- [原文抜粋]
•••••

英国がEUから脱退すればどうなるかについては、決定的な分析はない。そのプラス・マイナスについては、わからないというのが結論である(参照:http://www.bbc.co.uk/news/business-22442865)。

英国がEUに加盟していることで支払っているのは、2012年に150億ポンド余りであり、そのうち、英国に返ってくるものを除くと約70億ポンド(約1兆円)である。英国はドイツの次に実質拠出額の多い国であり、GDPの約0.5%である。ただし、それがEUを脱退するとなくなるわけではない。例えば、EUのメンバーではないノルウェーは単一市場に入るために、より貧しいEU加盟国に一定額を拠出している。つまり、英国がEUを脱退した後も継続して単一市場に残ろうとすればかなりの費用負担が必要である。

EUの規制が、英国にコスト増などの負担を強いていると見られるが、EUを脱退したとしても、そのまま残す必要があるものはかなり多いと見られている。すぐに廃止できるものはそう多くないようだ(タイムズ紙5月8日 David Charter)。

貿易では、英国はその半分をEUと行っており、輸出よりも輸入のほうがかなり多い輸入超過となっている。しかし、英国への企業投資は、EUのメンバー国であることがプラスに働いているものが自動車産業などかなりある。英国の金融セクターへの影響もある。経済的なプラス面とマイナス面をすべて網羅して適切に判断することは極めて困難だ。また、英国がEUを離れると、その国際舞台での威信や影響力の低下は避けられないと見られ、それを政治的・経済的にどう評価するかもある。

•••••

- [与えられた記録]
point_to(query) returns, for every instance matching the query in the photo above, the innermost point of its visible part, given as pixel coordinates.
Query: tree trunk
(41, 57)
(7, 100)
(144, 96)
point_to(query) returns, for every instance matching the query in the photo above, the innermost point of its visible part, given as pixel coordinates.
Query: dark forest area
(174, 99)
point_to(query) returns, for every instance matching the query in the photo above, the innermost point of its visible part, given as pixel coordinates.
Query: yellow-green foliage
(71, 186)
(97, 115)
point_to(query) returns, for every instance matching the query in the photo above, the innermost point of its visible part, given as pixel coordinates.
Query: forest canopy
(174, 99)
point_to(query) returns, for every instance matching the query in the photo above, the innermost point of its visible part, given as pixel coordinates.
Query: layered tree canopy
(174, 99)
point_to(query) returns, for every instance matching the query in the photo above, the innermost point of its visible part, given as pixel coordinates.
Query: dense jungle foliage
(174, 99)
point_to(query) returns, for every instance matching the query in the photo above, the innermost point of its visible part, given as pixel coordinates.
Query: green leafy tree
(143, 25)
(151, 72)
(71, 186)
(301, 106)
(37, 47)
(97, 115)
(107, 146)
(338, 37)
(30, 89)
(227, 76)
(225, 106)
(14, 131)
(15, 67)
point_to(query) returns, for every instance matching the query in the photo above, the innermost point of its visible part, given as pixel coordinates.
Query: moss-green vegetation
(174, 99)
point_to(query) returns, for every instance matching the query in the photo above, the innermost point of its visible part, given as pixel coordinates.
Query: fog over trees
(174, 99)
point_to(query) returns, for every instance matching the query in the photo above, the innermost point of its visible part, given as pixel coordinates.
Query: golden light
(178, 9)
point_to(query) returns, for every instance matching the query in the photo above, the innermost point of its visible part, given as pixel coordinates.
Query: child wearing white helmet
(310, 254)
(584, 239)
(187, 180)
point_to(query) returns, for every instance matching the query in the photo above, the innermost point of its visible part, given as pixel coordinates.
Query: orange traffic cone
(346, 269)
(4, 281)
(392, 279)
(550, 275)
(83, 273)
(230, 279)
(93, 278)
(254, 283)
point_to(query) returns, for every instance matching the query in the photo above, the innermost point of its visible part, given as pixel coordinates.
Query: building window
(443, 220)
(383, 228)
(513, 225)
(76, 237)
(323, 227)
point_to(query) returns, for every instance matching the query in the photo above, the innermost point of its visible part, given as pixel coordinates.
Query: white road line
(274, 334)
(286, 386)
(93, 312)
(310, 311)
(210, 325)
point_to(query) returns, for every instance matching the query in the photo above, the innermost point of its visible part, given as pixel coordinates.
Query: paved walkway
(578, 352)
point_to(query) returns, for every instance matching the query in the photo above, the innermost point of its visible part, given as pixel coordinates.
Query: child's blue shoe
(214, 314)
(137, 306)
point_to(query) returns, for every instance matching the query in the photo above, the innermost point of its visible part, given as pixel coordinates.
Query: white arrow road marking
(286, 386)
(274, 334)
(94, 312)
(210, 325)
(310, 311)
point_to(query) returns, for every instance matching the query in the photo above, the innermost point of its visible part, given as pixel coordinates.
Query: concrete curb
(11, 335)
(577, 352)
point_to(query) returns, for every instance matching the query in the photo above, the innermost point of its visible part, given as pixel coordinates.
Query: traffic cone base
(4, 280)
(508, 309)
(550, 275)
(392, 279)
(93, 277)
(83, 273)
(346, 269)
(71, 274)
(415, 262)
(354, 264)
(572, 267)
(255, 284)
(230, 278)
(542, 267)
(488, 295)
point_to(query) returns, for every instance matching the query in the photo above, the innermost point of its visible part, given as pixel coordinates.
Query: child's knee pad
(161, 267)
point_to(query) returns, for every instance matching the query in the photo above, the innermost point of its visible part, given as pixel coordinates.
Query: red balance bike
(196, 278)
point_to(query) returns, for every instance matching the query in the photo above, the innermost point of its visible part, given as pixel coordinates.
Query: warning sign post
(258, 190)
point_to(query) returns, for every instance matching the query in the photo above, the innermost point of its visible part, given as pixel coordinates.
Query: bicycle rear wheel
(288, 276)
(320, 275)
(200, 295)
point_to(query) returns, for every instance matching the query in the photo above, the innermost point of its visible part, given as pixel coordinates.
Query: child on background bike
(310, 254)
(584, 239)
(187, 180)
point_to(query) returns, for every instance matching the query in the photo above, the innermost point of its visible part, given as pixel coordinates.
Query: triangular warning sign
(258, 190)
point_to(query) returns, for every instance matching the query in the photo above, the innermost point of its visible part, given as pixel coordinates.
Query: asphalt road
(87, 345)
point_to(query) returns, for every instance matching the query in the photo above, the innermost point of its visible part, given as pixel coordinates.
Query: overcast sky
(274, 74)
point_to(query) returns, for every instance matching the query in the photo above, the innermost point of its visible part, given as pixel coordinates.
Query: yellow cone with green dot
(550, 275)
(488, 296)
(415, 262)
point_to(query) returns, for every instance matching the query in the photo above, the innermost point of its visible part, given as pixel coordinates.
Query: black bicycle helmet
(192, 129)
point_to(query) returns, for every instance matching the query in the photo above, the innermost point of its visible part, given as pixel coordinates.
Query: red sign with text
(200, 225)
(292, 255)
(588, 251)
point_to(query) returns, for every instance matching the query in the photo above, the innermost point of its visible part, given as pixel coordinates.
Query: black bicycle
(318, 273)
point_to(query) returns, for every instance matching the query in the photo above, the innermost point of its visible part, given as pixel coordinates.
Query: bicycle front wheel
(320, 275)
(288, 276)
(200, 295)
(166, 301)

•••••

- [課題]
A. 英国のEU脱退に関する文章を読み、次の問いに答えよ。
(i) 2012年に英国がEU加盟で支払った額のうち、英国に返ってくるものを除いた額はいくらか。
(ii) EUのメンバーではないが、単一市場に入るために、より貧しいEU加盟国に一定額を拠出している国はどこか。
(iii) 英国の貿易のうち、EUとの貿易はどれだけの割合を占めるか。
B. 記録の中から、「green」という語を含む行をすべて抜き出せ。

- [解答例]
A.
(i) 約70億ポンド(約1兆円)
(ii) ノルウェー
(iii) 半分

B.
Query: yellow-green foliage
Query: green leafy tree
Query: moss-green vegetation
Query: yellow cone with green dot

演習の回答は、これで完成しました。